> _INSTRUCTIONS FOR THE TASK_:
Count how many lines contain the word "concrete", treating uppercase and lowercase as different, and reply with that number alone.

> _DATA PROVIDED_:
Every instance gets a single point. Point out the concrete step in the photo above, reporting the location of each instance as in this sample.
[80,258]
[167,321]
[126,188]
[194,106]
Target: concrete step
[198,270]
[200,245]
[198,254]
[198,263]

> _THE ANSWER_:
2